### WHAT THE EXERCISE ASKS
Check every line of the entries that follow, and copy the ones containing "Place".

### SUPPLIED ENTRIES
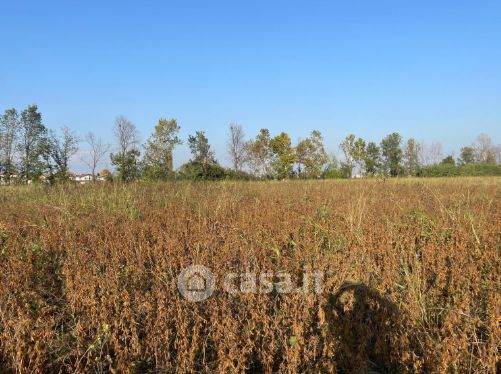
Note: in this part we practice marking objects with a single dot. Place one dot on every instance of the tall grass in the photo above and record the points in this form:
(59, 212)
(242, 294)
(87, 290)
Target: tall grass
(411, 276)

...

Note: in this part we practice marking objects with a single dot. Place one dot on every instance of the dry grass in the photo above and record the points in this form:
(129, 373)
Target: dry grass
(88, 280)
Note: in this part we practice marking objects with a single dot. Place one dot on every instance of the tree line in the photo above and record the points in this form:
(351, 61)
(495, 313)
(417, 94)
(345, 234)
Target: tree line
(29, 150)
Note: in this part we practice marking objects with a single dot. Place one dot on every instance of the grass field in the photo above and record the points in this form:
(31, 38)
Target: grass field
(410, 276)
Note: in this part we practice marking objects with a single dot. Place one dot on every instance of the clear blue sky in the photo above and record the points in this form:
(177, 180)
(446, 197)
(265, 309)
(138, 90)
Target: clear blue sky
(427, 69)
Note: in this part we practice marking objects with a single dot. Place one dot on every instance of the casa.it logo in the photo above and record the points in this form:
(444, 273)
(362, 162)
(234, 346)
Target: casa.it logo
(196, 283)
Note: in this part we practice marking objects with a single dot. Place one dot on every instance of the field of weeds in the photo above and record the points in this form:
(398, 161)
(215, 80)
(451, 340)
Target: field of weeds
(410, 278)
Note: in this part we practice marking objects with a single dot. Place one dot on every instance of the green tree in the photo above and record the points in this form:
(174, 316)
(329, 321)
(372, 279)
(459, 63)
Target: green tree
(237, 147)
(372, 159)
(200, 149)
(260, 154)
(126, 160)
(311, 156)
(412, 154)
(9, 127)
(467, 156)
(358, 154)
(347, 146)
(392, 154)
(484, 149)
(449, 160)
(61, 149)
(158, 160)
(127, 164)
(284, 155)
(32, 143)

### TASK RESPONSE
Note: in this part we practice marking objects with a single dot. Place one dot on every instance of the tall grass in the photo above and record the points in this form:
Note: in this part we practice marking objects with a single dot. Place one dot on every instance of the dry grass in the photo above and record the points in this form:
Note: in this part we practice marking objects with a single dot. Place one dot on every instance of the tree line in the photo above and record the points in this form:
Note: in this part we practice marking objects with a single dot. Place one dot on every instance of the grass field in the photo above and record the points in this form:
Note: in this part we practice marking objects with a single dot. Place one dot on every instance of the clear blue sky in the photo above and record the points in this form:
Note: in this part we practice marking objects with a single dot. Place one dot on every instance of the casa.it logo in the photo above and record the points in this form:
Note: in this part we practice marking objects with a single dot. Place one dot on every instance of the field of weeds in the photo above and record the points in this form:
Note: in this part we practice marking objects with a single dot. Place one dot on every instance of the green tree in the photo above and record the points in this form:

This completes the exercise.